Natural-language object grounding data:
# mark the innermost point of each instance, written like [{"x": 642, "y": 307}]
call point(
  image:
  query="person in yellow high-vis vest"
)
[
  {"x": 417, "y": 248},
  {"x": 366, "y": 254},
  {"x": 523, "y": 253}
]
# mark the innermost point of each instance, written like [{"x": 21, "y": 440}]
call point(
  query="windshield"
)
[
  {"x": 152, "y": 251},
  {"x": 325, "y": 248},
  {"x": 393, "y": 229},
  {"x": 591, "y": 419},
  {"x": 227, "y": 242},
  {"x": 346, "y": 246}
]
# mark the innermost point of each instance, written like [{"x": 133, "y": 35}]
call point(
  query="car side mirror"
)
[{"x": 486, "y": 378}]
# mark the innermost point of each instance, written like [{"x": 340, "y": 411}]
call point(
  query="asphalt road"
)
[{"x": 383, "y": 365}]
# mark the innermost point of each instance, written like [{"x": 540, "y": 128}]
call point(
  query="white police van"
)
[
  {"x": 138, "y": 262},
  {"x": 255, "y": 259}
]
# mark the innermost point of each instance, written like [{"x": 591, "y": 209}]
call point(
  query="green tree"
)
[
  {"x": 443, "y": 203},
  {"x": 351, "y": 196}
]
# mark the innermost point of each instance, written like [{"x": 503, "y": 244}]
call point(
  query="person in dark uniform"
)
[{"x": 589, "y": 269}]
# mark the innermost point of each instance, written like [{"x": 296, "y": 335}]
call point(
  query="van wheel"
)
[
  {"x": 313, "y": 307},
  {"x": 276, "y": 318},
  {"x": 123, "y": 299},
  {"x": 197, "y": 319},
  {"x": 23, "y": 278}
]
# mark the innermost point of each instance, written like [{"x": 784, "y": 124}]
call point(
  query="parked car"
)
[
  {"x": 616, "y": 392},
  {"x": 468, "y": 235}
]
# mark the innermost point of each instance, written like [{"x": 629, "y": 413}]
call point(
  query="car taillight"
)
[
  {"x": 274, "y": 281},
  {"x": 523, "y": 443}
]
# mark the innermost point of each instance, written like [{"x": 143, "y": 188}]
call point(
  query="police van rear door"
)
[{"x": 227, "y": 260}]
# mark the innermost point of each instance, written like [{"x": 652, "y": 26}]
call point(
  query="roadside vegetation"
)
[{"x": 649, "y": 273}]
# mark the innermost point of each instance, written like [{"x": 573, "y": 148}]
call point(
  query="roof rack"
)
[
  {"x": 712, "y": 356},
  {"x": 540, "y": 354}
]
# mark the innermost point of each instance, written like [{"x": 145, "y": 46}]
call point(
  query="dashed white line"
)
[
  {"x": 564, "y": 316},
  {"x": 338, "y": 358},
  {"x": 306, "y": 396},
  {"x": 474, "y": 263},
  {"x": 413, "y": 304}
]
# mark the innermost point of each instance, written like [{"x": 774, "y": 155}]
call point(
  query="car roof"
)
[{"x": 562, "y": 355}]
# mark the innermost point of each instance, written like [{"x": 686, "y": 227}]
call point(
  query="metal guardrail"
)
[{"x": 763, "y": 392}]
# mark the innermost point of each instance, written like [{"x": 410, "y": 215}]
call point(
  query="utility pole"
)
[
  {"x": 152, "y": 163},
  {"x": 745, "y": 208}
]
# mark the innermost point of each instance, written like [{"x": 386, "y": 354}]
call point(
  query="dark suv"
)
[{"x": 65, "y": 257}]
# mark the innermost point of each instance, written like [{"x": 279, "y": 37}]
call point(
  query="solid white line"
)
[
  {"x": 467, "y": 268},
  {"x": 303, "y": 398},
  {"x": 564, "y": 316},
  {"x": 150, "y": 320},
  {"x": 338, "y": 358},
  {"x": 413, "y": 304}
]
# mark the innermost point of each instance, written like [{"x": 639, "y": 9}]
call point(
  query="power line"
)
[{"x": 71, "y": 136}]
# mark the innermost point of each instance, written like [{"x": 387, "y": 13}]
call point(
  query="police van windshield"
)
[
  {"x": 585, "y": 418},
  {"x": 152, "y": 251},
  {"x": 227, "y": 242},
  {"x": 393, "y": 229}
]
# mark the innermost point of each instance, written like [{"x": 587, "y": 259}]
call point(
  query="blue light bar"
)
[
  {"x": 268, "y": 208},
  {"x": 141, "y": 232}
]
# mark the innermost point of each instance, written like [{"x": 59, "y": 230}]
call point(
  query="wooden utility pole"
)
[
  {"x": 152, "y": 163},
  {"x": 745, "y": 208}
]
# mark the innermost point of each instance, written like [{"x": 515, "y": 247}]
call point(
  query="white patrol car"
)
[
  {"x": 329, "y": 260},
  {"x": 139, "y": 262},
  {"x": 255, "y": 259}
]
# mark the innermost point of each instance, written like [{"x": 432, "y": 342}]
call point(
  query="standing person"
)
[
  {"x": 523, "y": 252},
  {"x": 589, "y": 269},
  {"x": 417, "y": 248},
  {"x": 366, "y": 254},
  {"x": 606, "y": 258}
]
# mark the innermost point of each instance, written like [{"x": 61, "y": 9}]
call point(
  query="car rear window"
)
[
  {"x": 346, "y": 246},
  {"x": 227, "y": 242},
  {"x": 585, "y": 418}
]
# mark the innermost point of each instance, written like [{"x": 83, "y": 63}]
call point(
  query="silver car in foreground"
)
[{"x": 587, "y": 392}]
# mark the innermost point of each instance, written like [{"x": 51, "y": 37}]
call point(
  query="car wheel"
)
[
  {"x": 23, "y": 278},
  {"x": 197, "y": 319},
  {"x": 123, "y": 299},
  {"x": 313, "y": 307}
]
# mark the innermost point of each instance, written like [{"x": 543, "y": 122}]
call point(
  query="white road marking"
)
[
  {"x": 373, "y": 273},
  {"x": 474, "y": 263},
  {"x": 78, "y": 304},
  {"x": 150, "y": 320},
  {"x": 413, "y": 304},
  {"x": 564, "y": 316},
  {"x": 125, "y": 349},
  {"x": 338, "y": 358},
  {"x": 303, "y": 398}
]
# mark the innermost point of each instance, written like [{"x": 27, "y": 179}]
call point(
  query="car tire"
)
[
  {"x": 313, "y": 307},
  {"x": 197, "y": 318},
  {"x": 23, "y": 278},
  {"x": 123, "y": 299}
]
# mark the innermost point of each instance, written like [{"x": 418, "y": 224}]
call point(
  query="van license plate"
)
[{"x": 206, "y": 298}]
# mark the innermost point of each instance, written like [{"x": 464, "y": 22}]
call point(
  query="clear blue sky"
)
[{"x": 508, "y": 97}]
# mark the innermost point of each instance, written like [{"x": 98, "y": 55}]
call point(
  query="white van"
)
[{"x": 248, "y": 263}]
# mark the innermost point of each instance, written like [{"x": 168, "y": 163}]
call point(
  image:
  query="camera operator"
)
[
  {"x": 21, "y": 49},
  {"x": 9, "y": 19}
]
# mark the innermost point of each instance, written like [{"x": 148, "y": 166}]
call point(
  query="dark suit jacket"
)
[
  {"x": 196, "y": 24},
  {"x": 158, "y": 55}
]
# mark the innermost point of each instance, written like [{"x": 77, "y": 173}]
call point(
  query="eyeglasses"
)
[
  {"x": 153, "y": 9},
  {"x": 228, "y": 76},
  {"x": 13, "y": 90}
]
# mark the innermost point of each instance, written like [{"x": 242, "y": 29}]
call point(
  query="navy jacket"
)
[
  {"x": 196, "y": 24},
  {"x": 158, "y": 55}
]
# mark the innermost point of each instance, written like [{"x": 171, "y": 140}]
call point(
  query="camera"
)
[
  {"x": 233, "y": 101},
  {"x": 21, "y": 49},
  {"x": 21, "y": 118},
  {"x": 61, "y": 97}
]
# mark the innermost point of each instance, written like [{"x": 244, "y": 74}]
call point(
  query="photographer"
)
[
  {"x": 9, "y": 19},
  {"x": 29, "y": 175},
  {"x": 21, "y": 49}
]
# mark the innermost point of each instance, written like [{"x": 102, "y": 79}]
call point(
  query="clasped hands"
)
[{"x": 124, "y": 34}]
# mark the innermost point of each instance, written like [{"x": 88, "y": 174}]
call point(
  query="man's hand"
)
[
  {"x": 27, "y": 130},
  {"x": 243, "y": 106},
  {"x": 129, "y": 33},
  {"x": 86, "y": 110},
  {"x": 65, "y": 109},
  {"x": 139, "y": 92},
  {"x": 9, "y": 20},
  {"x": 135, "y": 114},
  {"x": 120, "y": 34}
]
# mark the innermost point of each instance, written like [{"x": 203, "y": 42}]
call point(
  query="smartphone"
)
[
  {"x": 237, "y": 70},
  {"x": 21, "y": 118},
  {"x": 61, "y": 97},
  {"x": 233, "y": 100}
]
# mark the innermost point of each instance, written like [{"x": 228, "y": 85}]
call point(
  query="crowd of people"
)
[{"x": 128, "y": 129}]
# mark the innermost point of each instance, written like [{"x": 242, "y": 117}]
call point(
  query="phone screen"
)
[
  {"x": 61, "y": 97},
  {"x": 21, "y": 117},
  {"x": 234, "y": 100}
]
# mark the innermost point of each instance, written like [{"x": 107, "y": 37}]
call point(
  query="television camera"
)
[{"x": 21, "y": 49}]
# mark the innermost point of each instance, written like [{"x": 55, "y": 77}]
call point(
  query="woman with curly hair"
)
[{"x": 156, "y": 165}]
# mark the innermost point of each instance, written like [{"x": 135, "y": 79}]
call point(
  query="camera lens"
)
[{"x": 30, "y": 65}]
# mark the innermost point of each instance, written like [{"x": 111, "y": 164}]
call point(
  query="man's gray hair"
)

EXERCISE REQUIREMENTS:
Out of the entries, pull every line that mentions "windshield".

WRITTEN REPLY:
  query="windshield"
  query="police van windshield"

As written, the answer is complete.